------ Records for the task ------
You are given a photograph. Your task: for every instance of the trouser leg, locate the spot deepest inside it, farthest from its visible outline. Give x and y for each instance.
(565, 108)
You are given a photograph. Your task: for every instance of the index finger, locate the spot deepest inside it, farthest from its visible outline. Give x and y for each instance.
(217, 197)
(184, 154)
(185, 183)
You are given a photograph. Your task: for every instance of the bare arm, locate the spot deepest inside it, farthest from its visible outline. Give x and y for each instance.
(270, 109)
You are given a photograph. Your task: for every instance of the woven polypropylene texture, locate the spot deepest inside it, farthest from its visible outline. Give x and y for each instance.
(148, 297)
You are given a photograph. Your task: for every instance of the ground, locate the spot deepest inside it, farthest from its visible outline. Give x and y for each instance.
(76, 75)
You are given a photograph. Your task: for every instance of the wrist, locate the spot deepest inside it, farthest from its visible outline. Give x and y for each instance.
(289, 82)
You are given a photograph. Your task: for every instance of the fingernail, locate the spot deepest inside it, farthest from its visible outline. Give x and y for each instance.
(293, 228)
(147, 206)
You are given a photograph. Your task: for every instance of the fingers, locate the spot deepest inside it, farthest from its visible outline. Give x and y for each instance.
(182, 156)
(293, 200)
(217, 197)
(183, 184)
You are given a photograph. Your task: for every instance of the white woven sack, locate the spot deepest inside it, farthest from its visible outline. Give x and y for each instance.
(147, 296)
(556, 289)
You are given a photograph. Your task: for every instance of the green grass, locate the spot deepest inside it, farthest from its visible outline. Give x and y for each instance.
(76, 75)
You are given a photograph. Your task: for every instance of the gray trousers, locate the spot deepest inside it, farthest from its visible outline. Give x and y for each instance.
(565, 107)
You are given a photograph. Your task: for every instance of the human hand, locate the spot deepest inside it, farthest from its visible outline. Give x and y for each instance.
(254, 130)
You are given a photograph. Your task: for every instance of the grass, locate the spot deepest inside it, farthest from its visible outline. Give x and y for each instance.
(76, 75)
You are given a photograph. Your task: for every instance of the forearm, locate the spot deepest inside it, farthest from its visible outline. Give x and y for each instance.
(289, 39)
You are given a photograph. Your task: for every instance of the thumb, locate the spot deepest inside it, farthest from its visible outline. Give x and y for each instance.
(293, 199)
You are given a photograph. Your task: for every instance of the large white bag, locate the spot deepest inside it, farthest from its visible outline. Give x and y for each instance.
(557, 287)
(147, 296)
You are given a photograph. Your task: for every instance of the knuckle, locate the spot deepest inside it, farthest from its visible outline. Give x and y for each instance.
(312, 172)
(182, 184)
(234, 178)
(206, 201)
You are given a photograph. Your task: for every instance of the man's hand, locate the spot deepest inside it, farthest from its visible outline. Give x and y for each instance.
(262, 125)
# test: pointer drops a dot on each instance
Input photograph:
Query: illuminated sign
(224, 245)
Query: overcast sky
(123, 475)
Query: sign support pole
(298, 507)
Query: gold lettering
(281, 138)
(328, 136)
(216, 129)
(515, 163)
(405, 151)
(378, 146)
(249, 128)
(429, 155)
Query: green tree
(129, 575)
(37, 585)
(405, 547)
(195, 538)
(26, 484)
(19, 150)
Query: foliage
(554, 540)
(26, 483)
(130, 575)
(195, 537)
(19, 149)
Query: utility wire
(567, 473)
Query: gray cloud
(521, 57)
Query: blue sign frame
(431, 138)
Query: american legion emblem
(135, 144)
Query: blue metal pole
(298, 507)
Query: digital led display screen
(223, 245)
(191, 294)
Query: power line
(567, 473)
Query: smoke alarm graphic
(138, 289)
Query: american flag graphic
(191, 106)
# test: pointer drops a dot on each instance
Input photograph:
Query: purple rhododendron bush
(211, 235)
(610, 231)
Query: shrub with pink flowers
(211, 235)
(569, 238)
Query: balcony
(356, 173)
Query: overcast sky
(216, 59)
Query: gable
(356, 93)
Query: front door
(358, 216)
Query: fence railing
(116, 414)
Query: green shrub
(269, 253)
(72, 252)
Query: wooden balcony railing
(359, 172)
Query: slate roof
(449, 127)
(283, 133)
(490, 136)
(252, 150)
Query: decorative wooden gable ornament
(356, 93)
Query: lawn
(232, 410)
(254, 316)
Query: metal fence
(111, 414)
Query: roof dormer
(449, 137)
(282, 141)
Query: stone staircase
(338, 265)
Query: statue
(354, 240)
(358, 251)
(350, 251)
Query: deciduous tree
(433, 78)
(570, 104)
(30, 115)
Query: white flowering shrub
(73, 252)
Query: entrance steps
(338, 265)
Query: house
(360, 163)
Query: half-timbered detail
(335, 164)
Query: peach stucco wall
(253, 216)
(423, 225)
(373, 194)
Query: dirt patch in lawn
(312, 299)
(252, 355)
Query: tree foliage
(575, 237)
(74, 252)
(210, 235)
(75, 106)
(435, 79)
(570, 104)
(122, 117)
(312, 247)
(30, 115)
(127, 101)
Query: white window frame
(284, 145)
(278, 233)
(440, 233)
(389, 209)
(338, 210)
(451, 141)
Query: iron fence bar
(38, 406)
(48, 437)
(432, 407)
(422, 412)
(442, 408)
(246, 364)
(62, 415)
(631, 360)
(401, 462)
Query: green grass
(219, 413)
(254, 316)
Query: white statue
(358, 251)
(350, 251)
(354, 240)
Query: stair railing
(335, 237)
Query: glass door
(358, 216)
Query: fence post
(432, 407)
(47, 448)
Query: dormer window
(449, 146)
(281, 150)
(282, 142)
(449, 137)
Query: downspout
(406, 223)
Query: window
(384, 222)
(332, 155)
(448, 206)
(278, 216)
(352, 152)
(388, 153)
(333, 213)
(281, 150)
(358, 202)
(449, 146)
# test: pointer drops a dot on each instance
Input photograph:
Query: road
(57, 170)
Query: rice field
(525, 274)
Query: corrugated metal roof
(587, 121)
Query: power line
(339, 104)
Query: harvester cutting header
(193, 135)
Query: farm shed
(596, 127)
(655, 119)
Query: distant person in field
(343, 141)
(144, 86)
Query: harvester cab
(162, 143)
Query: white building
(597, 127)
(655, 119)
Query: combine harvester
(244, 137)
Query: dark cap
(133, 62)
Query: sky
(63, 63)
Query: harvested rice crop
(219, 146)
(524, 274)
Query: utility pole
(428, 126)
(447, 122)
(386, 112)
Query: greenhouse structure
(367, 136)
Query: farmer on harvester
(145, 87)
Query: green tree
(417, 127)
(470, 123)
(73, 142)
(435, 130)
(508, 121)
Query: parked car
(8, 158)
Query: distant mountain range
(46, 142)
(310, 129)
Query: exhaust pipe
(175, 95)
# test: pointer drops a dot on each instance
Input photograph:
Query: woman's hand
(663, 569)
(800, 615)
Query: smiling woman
------
▶ [Task requirements]: Take the entries and print them exactly. Keep every line.

▶ [Solution to this exercise]:
You are given a photograph. Your task: for every instance of the trouser leg, locate the spot deepest inside it, farthest from its visible outline. Give x and y for each instance.
(565, 108)
You are given a photograph. Your task: for every instance of the index finger, locate the spot deepest inside it, farthest from its visible outline. Give x and y for each instance.
(217, 197)
(184, 154)
(185, 183)
You are given a photograph. Your task: for every instance of the bare arm, locate the spot deepest inside it, farthest from its visible outline. Give x and y for each instance.
(270, 109)
You are given a photograph. Your task: for every instance of the woven polypropylene texture, locate the spot deepest inside it, farthest from its visible outline. Give x and y for each instance.
(148, 297)
You are given a photograph. Your task: for every instance of the ground, locate the spot deepest inside it, farthest from its visible outline. Give x and y for each instance.
(76, 75)
You are given a photograph. Your task: for every instance of the wrist, locate the spot deepest inside it, farthest from its visible outline. Give x and y for each instance.
(289, 82)
You are given a photograph. Your task: for every instance of the fingernail, locate the spot deepest inside it, farthest from its visible outline. Give x and y for each instance.
(293, 228)
(147, 206)
You are given a photograph. Your task: for every instance of the fingers, locate the spot deepest inside it, farthest from its visible outline. Give x and y for each instance.
(182, 156)
(293, 200)
(217, 197)
(183, 184)
You are given a photograph. Your task: for every instance of the white woven sack, locate the spot deepest inside it, farthest from its visible outline. Give x and y for each instance.
(147, 296)
(556, 289)
You are given a photograph. Your task: for every instance of the green grass, locate the spot deepest inside it, farthest from its visible outline. Give x and y for each instance.
(76, 75)
You are given a photograph. Your task: for every instance of the gray trousers, locate the spot deepest inside it, farthest from its visible outline. Give x and y for each instance.
(565, 107)
You are given a photograph. Your task: for every instance of the human hand, locate the spot deepest inside it, farthest from its visible outline. Give x and y for each instance.
(254, 130)
You are given a photograph. Your task: for every instance of the grass, locate the spot deepest inside it, farthest from its visible outline. Give x and y for each instance.
(76, 75)
You are given a photograph. Your task: for every instance of the forearm, locate the spot deepest inside it, farthest from its visible outline. Give x and y for each instance.
(289, 39)
You are given a photograph. Your task: for every instance of the thumb, locate the spot deepest inside it, farthest from its visible outline. Give x and y for each instance.
(293, 199)
You are given a photograph. Your task: for every instance of the large white bag, locate the spot deepest inside it, farthest from its visible outline. Give x and y for each instance.
(557, 287)
(147, 296)
You are given a photograph. Your task: for every instance of the knuckle, locate the spot deepest inside it, farthest from its visible outline. Give x and y for each instance.
(312, 172)
(182, 184)
(234, 178)
(206, 201)
You are given a photograph. Your task: for every instance of the man's hand, locate the spot deepest inside it, farthest from its visible outline. Give x and y for each instance.
(262, 125)
# test: pointer drops a dot on each instance
Input photograph:
Query: illuminated sign
(224, 245)
Query: overcast sky
(123, 475)
Query: sign support pole
(298, 507)
Query: gold lettering
(281, 138)
(328, 136)
(216, 129)
(515, 163)
(405, 151)
(378, 146)
(249, 128)
(429, 155)
Query: green tree
(129, 575)
(37, 585)
(405, 547)
(195, 538)
(26, 484)
(19, 150)
Query: foliage
(554, 540)
(26, 483)
(130, 575)
(195, 537)
(19, 149)
Query: utility wire
(567, 473)
Query: gray cloud
(521, 57)
Query: blue sign frame
(431, 138)
Query: american legion emblem
(135, 144)
Query: blue metal pole
(298, 507)
Query: digital led display screen
(223, 245)
(191, 294)
Query: power line
(567, 473)
Query: smoke alarm graphic
(138, 289)
Query: american flag graphic
(191, 106)
# test: pointer drops a dot on each instance
Input photograph:
Query: purple rhododendron bush
(211, 235)
(610, 231)
Query: shrub with pink flowers
(211, 235)
(569, 238)
Query: balcony
(356, 173)
Query: overcast sky
(216, 59)
Query: gable
(356, 93)
Query: front door
(358, 216)
Query: fence railing
(116, 414)
Query: green shrub
(269, 253)
(72, 252)
Query: wooden balcony railing
(359, 172)
Query: slate roof
(449, 127)
(283, 133)
(490, 136)
(252, 150)
Query: decorative wooden gable ornament
(356, 93)
Query: lawn
(232, 410)
(254, 316)
Query: metal fence
(111, 414)
Query: roof dormer
(449, 137)
(282, 141)
Query: stone staircase
(338, 265)
Query: statue
(354, 240)
(358, 251)
(350, 251)
Query: deciduous tree
(433, 78)
(570, 104)
(30, 115)
Query: white flowering shrub
(73, 252)
Query: entrance steps
(338, 265)
Query: house
(360, 163)
Query: half-timbered detail
(335, 164)
Query: peach stucco wall
(253, 216)
(423, 225)
(373, 194)
Query: dirt patch in lawn
(312, 299)
(252, 355)
Query: tree foliage
(575, 237)
(74, 252)
(210, 235)
(75, 106)
(435, 79)
(570, 104)
(122, 117)
(312, 247)
(30, 115)
(127, 101)
Query: white window frame
(284, 145)
(278, 233)
(440, 233)
(389, 209)
(338, 210)
(451, 141)
Query: iron fence bar
(38, 406)
(48, 437)
(432, 407)
(422, 412)
(442, 408)
(246, 364)
(62, 415)
(631, 360)
(401, 462)
Query: green grass
(219, 413)
(254, 316)
Query: white statue
(358, 251)
(350, 251)
(354, 240)
Query: stair railing
(335, 237)
Query: glass door
(358, 216)
Query: fence post
(432, 407)
(47, 448)
Query: dormer window
(449, 146)
(281, 150)
(282, 142)
(449, 137)
Query: downspout
(406, 223)
Query: window
(384, 222)
(332, 155)
(448, 206)
(278, 216)
(352, 152)
(388, 153)
(333, 213)
(281, 150)
(358, 202)
(449, 146)
# test: pointer drops a dot on each instance
Input photograph:
Query: road
(57, 170)
Query: rice field
(525, 274)
Query: corrugated metal roof
(587, 121)
Query: power line
(339, 104)
Query: harvester cutting header
(193, 135)
Query: farm shed
(596, 127)
(655, 119)
Query: distant person in field
(343, 141)
(144, 86)
Query: harvester cab
(162, 143)
Query: white building
(597, 127)
(655, 119)
Query: combine harvester
(244, 137)
Query: dark cap
(133, 62)
Query: sky
(63, 63)
Query: harvested rice crop
(219, 146)
(524, 274)
Query: utility pole
(428, 126)
(447, 122)
(386, 112)
Query: greenhouse structure
(367, 136)
Query: farmer on harvester
(145, 87)
Query: green tree
(417, 127)
(470, 123)
(73, 142)
(435, 130)
(508, 121)
Query: parked car
(8, 158)
Query: distant mountain range
(46, 142)
(310, 129)
Query: exhaust pipe
(175, 95)
# test: pointer drops a dot on each instance
Input photograph:
Query: woman's hand
(663, 569)
(800, 615)
Query: smiling woman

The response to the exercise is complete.